ARTICLE:
■ ■ ■ ■

# What Arrow Rest Do Yall Use



## wings (Oct 27, 2005)

What Arrow Rest Do Yall Use On Your Hunting Setup


----------



## SonnyThomas (Sep 10, 2006)

*what arrow rest do yall use?*

Hunting - Bododdle Bullet
3D - QT 3000
Target - QT 3000 & Bododdle Drop


----------



## Phoenix34 (Jan 18, 2005)

QAD Ultra on the Liberty, Cobra on the Parker


----------



## scottparker (Mar 31, 2006)

limb driver


----------



## slinger (Jul 25, 2003)

Whammy!!!


----------



## archer58 in pa (Jan 3, 2007)

Drop Zone on both bows , but a Whammy on the way.


----------



## TX Bowhunter (Dec 13, 2004)

Hunting = Limb Driver
3d = Limb Driver
Indoor = Limb Driver
Field = Limb Driver

The Limb Driver is the best rest I have ever shot for any venue I have ever shot.


----------



## bushlight (Feb 20, 2007)

■ ■ ■ ■

Excerpts of pointing data:
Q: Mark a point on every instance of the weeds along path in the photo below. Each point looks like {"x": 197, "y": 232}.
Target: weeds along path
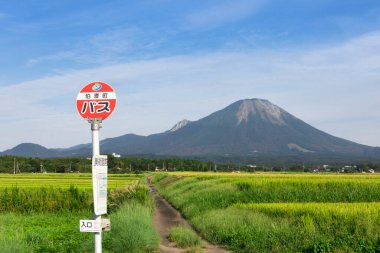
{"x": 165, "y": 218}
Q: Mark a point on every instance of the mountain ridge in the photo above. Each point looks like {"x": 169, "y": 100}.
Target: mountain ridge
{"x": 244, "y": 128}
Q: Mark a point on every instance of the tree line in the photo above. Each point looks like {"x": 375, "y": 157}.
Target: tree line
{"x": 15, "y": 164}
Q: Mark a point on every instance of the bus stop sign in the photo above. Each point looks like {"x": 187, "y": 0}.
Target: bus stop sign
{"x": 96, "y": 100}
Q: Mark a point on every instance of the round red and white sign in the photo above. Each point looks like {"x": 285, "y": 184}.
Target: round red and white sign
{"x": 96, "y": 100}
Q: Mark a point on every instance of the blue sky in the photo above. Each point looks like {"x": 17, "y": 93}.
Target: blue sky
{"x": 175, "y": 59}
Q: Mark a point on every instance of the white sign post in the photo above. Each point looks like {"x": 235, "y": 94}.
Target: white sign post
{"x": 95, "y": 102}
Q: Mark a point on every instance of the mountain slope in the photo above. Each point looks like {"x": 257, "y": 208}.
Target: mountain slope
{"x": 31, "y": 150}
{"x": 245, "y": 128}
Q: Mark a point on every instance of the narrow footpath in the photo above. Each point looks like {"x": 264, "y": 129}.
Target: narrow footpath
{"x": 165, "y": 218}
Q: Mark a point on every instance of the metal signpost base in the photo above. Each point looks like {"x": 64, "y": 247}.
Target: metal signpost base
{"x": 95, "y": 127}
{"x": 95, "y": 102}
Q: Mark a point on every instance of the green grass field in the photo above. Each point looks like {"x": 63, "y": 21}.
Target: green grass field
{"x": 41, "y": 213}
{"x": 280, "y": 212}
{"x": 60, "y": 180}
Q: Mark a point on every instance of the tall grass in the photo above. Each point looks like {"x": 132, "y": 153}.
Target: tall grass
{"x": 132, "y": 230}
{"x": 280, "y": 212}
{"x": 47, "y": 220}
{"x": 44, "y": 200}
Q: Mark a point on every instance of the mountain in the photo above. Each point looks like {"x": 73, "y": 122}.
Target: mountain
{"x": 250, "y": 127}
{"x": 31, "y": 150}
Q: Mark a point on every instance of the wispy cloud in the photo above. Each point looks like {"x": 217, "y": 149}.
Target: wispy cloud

■ ■ ■ ■

REQUIREMENTS: Reproduce the forum thread about arrow rests word for word, from start to finish. The items have no connection to the forum thread.

RESULT FOR THIS TASK:
# What Arrow Rest Do Yall Use



## wings (Oct 27, 2005)

What Arrow Rest Do Yall Use On Your Hunting Setup


----------



## SonnyThomas (Sep 10, 2006)

*what arrow rest do yall use?*

Hunting - Bododdle Bullet
3D - QT 3000
Target - QT 3000 & Bododdle Drop


----------



## Phoenix34 (Jan 18, 2005)

QAD Ultra on the Liberty, Cobra on the Parker


----------



## scottparker (Mar 31, 2006)

limb driver


----------



## slinger (Jul 25, 2003)

Whammy!!!


----------



## archer58 in pa (Jan 3, 2007)

Drop Zone on both bows , but a Whammy on the way.


----------



## TX Bowhunter (Dec 13, 2004)

Hunting = Limb Driver
3d = Limb Driver
Indoor = Limb Driver
Field = Limb Driver

The Limb Driver is the best rest I have ever shot for any venue I have ever shot.


----------



## bushlight (Feb 20, 2007)